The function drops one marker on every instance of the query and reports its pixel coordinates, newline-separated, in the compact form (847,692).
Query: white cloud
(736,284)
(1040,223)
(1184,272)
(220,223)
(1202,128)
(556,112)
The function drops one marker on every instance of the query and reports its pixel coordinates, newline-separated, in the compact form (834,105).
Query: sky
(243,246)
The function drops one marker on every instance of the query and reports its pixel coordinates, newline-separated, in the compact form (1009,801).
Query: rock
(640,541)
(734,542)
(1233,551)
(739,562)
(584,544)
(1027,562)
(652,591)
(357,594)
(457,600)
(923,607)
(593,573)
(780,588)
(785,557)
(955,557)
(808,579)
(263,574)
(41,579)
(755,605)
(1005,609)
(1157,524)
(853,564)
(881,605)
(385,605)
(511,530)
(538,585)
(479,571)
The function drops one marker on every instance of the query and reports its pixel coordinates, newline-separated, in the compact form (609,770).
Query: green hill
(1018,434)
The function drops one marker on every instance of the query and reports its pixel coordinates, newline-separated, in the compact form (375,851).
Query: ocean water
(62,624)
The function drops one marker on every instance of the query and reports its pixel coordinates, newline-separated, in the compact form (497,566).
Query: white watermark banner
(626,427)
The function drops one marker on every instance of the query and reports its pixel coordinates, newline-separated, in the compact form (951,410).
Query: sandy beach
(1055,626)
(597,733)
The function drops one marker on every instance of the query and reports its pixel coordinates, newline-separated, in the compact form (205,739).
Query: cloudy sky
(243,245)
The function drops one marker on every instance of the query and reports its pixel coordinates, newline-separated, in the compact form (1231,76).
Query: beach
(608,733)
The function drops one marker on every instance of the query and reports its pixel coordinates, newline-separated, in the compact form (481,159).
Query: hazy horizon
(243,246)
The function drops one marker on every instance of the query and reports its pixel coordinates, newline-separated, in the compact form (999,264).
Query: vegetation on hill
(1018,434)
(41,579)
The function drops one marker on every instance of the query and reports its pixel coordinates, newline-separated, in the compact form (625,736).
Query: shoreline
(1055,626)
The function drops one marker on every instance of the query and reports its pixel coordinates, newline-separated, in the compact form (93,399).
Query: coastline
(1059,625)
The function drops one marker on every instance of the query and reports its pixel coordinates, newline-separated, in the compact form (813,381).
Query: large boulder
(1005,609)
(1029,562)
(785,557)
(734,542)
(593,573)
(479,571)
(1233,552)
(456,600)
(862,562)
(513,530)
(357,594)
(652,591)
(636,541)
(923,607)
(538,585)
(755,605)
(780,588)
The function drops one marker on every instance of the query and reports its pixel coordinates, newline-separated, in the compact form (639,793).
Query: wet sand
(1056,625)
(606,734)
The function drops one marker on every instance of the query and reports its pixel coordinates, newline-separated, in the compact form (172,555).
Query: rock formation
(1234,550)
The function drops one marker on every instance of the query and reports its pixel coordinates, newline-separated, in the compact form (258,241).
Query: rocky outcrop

• Work to do:
Copy the entries above verbatim, starting at the line that contains "compact form (172,555)." and continuing through the last line of the entries.

• Correct output:
The function drops one marker on every instance of the query and reports its pixel coordinates, newline-separated, in the compact form (172,555).
Query: rock formation
(1234,550)
The function drops one marker on every instance of the query and reports its pixel coordinates, newline-separated, in the compact form (258,241).
Query: rocky outcrop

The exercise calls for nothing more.